### Text
Nearly five years ago, when Maranatha Volunteers International leadership first visited the village of Chumviere, in Kenya, the only permanent structure was a few classrooms. Otherwise, the sprawling, dry landscape was dotted with the usual acacia trees, thorn bushes, and manyattas—mud homes that are typical of the Kenyan bush. Today, Chumviere looks quite different.

After a series of return visits from Maranatha, the village now has a school campus, a One-Day Church, and a water well. The first project took place in July 2016, when the Seventh-day Adventist Church in Kenya requested a place of worship in Chumviere, for the small congregation that had been meeting under a tree. The church was among the first round of construction projects that Maranatha completed in Kenya.

Then, when Maranatha launched a water program in Kenya in 2018, Chumviere was on the list of places in urgent need of a well. Women in the community were having to make a 3-mile round trip to daily fetch water for their families. During the rainy season, they scooped water from a muddy, seasonal river, which was closer but had contaminated water. That August, Maranatha drilled a well in the village.

A year later, Maranatha broke ground on a project to expand the school at Chumviere. Volunteers were scheduled to build four more classrooms in 2020. When COVID hit, all the volunteer projects were canceled, but local crews continued to work on the campus, and in November 2020, the Chumviere school was completed and dedicated. Already, the school’s enrollment has jumped from 62 to 132 students.

“I can say that it’s going to be the first generation of people who are educated in that village, if I may observe that, because of what the church is doing and what Maranatha is doing,” says Timothy Guto, director of Stewardship Ministries for the Adventist Church in central Kenya.

The establishment of the school, church, and especially the water well is also changing the culture of the people in Chumviere. The community is Turkana, a semi-nomadic tribe that moves with the seasons in search of water and food to sustain their livestock. Whereas most Turkana homes are made of mud, sticks, cow dung, and hides, Guto predicts that the structures will start to utilize more permanent materials. It is a pattern he has seen in other villages that have a source of clean water.

He has seen how villages have “transformed themselves from manyattas into iron sheeted houses, which is an indication that the village is moving from nomadism into permanence.”

Guto says that the presence of reliable, clean water, will cause Chumviere to establish “a permanent settlement here. A permanent group of people with the school, and a group of people who will have permanent members in that church of Chumviere.”

Maranatha has been working in Kenya since 2016, building One-Day Churches, schools, and water wells. More than 650 structures have been completed so far.
######
● **Exercise tasks**
1. Retype the Chumviere article word for word, everything from "Then, when Maranatha" down to "in the village.".
2. According to the Chumviere article, how much has the school's enrollment changed?
### Entries provided
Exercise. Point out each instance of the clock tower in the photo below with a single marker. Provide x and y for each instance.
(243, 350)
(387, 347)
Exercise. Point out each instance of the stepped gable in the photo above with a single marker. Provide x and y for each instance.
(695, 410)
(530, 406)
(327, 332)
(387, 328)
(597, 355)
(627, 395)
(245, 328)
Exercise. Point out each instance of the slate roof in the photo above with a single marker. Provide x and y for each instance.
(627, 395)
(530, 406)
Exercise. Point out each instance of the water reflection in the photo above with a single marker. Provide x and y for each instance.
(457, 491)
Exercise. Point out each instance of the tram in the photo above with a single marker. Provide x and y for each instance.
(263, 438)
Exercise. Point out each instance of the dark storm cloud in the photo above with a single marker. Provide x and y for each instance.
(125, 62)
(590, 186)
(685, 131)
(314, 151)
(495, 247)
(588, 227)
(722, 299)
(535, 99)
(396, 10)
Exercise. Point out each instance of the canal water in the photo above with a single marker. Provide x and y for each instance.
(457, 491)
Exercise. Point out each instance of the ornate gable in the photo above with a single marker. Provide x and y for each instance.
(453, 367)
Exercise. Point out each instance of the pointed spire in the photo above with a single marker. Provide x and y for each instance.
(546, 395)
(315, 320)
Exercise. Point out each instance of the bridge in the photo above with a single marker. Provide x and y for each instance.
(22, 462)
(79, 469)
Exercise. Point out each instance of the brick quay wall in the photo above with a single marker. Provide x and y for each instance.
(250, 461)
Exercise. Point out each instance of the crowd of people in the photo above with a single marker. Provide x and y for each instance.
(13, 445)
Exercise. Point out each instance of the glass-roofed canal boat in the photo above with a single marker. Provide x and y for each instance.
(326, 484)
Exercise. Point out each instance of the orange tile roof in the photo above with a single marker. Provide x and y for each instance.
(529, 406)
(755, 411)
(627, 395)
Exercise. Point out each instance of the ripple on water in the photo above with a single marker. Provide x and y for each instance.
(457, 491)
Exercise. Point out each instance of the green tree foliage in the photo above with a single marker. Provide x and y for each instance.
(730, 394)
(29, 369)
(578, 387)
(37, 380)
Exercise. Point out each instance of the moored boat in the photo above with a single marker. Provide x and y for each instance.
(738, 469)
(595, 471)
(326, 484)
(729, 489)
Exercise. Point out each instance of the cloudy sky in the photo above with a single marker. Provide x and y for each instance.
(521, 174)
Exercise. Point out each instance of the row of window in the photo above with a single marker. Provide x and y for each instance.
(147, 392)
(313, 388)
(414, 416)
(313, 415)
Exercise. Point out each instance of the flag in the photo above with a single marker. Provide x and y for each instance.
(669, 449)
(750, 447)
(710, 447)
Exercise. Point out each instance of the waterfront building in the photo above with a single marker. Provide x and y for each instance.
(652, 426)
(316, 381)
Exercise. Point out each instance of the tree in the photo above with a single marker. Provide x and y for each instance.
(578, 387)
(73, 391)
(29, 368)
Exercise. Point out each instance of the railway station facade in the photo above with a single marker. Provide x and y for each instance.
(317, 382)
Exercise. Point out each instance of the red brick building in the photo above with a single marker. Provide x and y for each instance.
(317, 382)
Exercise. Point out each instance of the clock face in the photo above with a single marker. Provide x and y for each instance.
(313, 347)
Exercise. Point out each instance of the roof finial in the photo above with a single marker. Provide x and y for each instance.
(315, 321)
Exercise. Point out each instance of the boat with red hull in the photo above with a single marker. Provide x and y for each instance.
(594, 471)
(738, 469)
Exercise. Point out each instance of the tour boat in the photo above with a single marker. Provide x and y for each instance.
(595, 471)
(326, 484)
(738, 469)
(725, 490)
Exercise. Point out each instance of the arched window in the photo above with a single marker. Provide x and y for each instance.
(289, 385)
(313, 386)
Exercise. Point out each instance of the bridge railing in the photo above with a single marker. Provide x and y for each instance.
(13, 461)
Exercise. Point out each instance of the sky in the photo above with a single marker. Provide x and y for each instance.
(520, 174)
######
● **Answers below**
1.
Then, when Maranatha launched a water program in Kenya in 2018, Chumviere was on the list of places in urgent need of a well. Women in the community were having to make a 3-mile round trip to daily fetch water for their families. During the rainy season, they scooped water from a muddy, seasonal river, which was closer but had contaminated water. That August, Maranatha drilled a well in the village.

2. It jumped from 62 to 132 students.